◆ **TASK REQUIREMENTS**
Make an exact copy of the entries, and keep any pictures out of it.

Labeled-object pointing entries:
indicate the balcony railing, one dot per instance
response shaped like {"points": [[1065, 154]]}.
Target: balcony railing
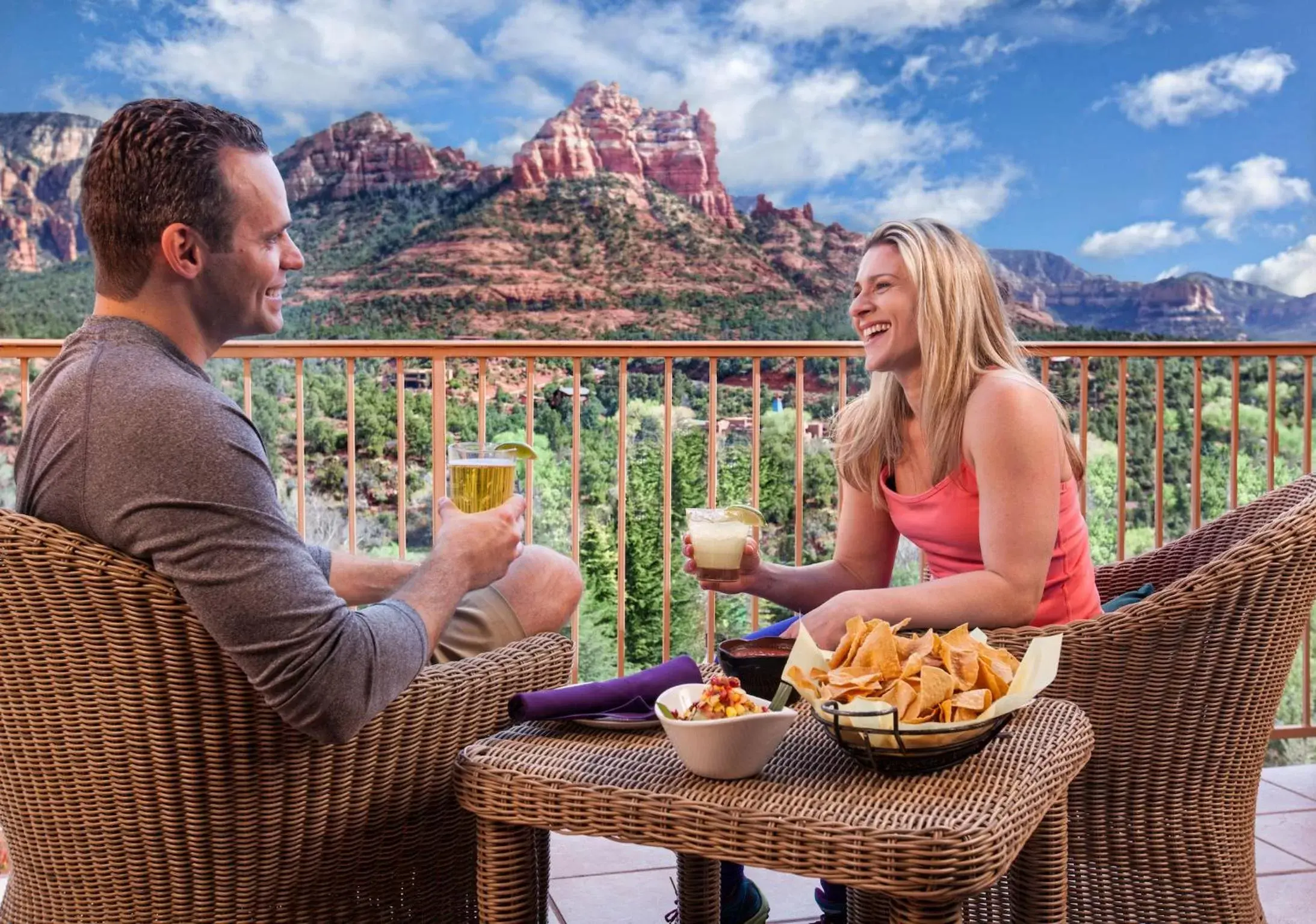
{"points": [[1077, 371]]}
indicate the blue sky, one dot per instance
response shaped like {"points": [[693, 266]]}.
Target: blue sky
{"points": [[1129, 136]]}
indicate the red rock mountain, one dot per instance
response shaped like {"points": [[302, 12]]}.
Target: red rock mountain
{"points": [[604, 131], [41, 156], [368, 153], [644, 219]]}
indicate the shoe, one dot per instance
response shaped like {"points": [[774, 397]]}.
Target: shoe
{"points": [[749, 907], [833, 913]]}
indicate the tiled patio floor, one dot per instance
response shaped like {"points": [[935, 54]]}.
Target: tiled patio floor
{"points": [[601, 882], [596, 881]]}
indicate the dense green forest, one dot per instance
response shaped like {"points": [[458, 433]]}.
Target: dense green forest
{"points": [[377, 480], [362, 232]]}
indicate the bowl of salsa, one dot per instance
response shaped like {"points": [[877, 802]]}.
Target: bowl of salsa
{"points": [[758, 664]]}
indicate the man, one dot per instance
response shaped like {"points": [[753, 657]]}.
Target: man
{"points": [[129, 442]]}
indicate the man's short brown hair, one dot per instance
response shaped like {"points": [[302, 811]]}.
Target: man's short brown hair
{"points": [[153, 164]]}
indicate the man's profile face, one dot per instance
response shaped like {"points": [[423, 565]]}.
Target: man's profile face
{"points": [[244, 285]]}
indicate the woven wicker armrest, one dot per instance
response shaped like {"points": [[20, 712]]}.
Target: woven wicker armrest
{"points": [[469, 696], [1190, 552], [1182, 690], [144, 778]]}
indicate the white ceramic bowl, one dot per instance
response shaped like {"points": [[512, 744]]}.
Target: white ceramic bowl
{"points": [[723, 748]]}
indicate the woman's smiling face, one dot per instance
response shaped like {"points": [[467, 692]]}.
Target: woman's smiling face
{"points": [[883, 311]]}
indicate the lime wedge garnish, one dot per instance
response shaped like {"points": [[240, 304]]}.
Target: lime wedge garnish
{"points": [[745, 513], [523, 450]]}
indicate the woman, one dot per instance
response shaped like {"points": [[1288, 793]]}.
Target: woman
{"points": [[956, 448]]}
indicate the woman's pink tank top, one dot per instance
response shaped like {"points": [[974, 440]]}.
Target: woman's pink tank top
{"points": [[942, 521]]}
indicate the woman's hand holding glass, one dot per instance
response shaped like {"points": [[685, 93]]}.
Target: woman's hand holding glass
{"points": [[749, 569]]}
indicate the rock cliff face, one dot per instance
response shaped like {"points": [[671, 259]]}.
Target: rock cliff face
{"points": [[604, 131], [1174, 307], [41, 157], [369, 154]]}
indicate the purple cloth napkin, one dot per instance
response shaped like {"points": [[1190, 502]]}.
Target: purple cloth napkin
{"points": [[625, 698]]}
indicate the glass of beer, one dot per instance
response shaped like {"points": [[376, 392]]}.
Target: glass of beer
{"points": [[719, 539], [481, 476]]}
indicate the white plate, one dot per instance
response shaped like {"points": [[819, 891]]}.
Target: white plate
{"points": [[619, 724]]}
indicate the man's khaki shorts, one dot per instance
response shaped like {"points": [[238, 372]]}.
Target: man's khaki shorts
{"points": [[483, 620]]}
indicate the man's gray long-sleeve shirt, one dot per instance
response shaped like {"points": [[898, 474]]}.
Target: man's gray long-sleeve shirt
{"points": [[131, 444]]}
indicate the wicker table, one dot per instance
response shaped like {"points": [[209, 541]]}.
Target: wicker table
{"points": [[911, 847]]}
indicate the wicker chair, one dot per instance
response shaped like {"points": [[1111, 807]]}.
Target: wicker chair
{"points": [[143, 778], [1182, 692]]}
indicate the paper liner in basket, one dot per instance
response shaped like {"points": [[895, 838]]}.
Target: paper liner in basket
{"points": [[1035, 674]]}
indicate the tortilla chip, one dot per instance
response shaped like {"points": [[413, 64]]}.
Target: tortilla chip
{"points": [[902, 696], [853, 627], [912, 666], [973, 699], [962, 665], [934, 687], [878, 652], [920, 645], [990, 680]]}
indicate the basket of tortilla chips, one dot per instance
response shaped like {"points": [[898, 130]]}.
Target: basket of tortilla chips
{"points": [[921, 702]]}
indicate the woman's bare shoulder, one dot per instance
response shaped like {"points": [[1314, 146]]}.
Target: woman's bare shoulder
{"points": [[1006, 391]]}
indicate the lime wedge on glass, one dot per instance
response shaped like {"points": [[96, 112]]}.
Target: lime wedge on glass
{"points": [[523, 450], [745, 513]]}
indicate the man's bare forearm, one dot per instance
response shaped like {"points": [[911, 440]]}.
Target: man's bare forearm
{"points": [[363, 580], [433, 591]]}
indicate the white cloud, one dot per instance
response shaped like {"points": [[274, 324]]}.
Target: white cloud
{"points": [[1257, 185], [962, 202], [776, 127], [73, 99], [1137, 238], [981, 49], [531, 95], [916, 66], [303, 55], [1291, 271], [1223, 85], [883, 20]]}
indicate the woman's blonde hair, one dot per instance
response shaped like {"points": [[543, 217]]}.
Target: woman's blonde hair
{"points": [[962, 335]]}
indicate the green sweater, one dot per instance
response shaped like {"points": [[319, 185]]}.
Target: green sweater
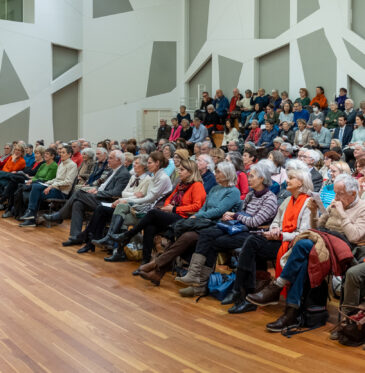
{"points": [[46, 172]]}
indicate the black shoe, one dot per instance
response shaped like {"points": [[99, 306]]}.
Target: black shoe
{"points": [[72, 242], [7, 214], [56, 217], [28, 223], [29, 214], [88, 247], [116, 257], [231, 298]]}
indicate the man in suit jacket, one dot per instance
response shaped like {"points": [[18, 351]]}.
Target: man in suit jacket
{"points": [[82, 201], [343, 132]]}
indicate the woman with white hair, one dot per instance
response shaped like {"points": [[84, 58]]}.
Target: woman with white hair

◆ **ANSWER TO THE EXERCISE**
indicate the balcony railing, one dot per instance
response shaped like {"points": [[1065, 154]]}.
Target: balcony railing
{"points": [[1077, 371]]}
indicate the blue sky, one dot per instance
response shaped like {"points": [[693, 266]]}.
Target: blue sky
{"points": [[1129, 136]]}
indicate the red rock mountain, one dot per instance
response shaped like {"points": [[302, 12]]}.
Target: red rock mountain
{"points": [[604, 131], [41, 156], [368, 153], [644, 219]]}
indicate the shoe, one dot per instance
response shaped like {"points": [[774, 397]]}.
Target: shoe
{"points": [[749, 907], [833, 913]]}
indicate the tiled patio floor, one dot per instance
response shaped like {"points": [[935, 54]]}.
Target: tiled patio floor
{"points": [[601, 882], [596, 881]]}
indicate the dense green forest, one dot per instance
response shaped like {"points": [[458, 433]]}.
Target: dense green forest
{"points": [[377, 480], [362, 232]]}
indicate the bowl of salsa, one dot per instance
response shaped like {"points": [[877, 802]]}.
Target: bowl of salsa
{"points": [[758, 664]]}
indicate the man, one dot per instance
response shaped like {"points": [[753, 657]]}.
Target: man
{"points": [[129, 442]]}
indicate the man's short brown hair, one dot per instance
response shaped like {"points": [[302, 811]]}.
Target: man's short brown hair
{"points": [[153, 164]]}
indicate the man's profile face, one dot per instance
response shaped like {"points": [[423, 565]]}.
Target: man's profile face
{"points": [[244, 285]]}
indicate the woven wicker armrest, one dot per instance
response shaped like {"points": [[20, 712]]}.
Target: woven wicker armrest
{"points": [[469, 696], [1190, 552], [1182, 690], [144, 778]]}
indicate the white ceramic bowl, one dot per instance
response shaped like {"points": [[512, 744]]}.
Target: white ceramic bowl
{"points": [[723, 748]]}
indicate the woman's smiling face, one dot per instance
response shaped like {"points": [[467, 692]]}.
Target: woman's smiling face
{"points": [[883, 311]]}
indicate the lime wedge garnish, one dot per instance
response shaped like {"points": [[240, 304]]}.
Target: lime wedge garnish
{"points": [[745, 513], [523, 450]]}
indicate the woman, one dot per instance
response shaped like {"points": [[1288, 793]]}.
Target: woman
{"points": [[956, 448]]}
indicate the woman's pink tank top, one dot per instance
response shaped like {"points": [[974, 440]]}.
Target: woman's pink tank top
{"points": [[942, 521]]}
indicate the woman's hand holding glass, one dot per instance
response shaped like {"points": [[685, 93]]}.
Target: woman's hand holding glass
{"points": [[749, 569]]}
indicate the rock cliff face, one dot per instance
response shaped like {"points": [[671, 259]]}.
Target: rock cliff face
{"points": [[604, 131], [1174, 307], [41, 157], [369, 154]]}
indicate the purple cloth napkin, one dot per instance
response shaped like {"points": [[1190, 502]]}.
Target: purple cloth napkin
{"points": [[625, 698]]}
indicate the glass of beer, one dot per instance
response shaped like {"points": [[376, 392]]}.
Target: glass of beer
{"points": [[719, 539], [481, 476]]}
indicate the white plate, one dot per instance
response shaped like {"points": [[819, 891]]}.
Target: white plate
{"points": [[619, 724]]}
indicate the man's khaki shorts, one dot per instance
response shaped like {"points": [[238, 372]]}.
Target: man's khaki shorts
{"points": [[483, 620]]}
indicate the man's gray long-sleeve shirt, one dot per instance
response shaped like {"points": [[898, 474]]}.
Target: man's gray long-sleeve shirt
{"points": [[131, 444]]}
indicate the wicker table, one dot per instance
response shaped like {"points": [[209, 541]]}.
Target: wicker table
{"points": [[911, 847]]}
indicate the wicker chair, one dot per instance
response shaped like {"points": [[1111, 807]]}.
Target: wicker chair
{"points": [[143, 778], [1182, 692]]}
indicate the paper liner in basket, one dot per instance
response shaped like {"points": [[895, 838]]}.
Target: paper liner in basket
{"points": [[1035, 674]]}
indicate the tortilla chip, one dot per instance
response shaped like {"points": [[413, 64]]}.
Target: tortilla chip
{"points": [[902, 696], [853, 627], [912, 666], [973, 699], [962, 665], [934, 687], [878, 652], [920, 645], [990, 680]]}
indicate the basket of tortilla chips, one dot per instance
response shaped like {"points": [[898, 130]]}.
Target: basket of tortilla chips
{"points": [[921, 702]]}
indicate the woman's bare shoulder, one dot per instance
response shaped like {"points": [[1314, 146]]}.
Target: woman's bare shoulder
{"points": [[1006, 391]]}
indicate the lime wedge on glass, one dot per instance
response shaped like {"points": [[96, 112]]}.
Target: lime wedge on glass
{"points": [[523, 450], [745, 513]]}
indicate the man's bare forearm, one dot per instance
response shaped like {"points": [[911, 440]]}.
Target: man's bare forearm
{"points": [[363, 580], [433, 591]]}
indicate the white cloud, one dot per instance
response shaped like {"points": [[274, 324]]}.
Target: white cloud
{"points": [[1257, 185], [962, 202], [776, 127], [73, 99], [1137, 238], [981, 49], [531, 95], [916, 66], [303, 55], [1291, 271], [1223, 85], [883, 20]]}
indicate the woman's blonde hair, one dot per instance
response shaped like {"points": [[543, 217]]}.
Target: woman's blonde hair
{"points": [[962, 335]]}
indicate the green sweater, one dot per instance
response shaped like {"points": [[319, 185]]}.
Target: green sweater
{"points": [[46, 172]]}
indicate the black shoe, one dot per instance
response shaped like {"points": [[99, 306]]}.
Target: black shoe
{"points": [[72, 242], [7, 214], [56, 217], [28, 223], [29, 214], [88, 247], [116, 257], [231, 298]]}
indicate the man in suit jacket, one dot per instance
response shaped like {"points": [[18, 351]]}.
Target: man in suit jacket
{"points": [[82, 201], [343, 132]]}
indicate the woman with white hair, one dot per instance
response shaped like {"points": [[84, 58]]}.
Target: woman with white hair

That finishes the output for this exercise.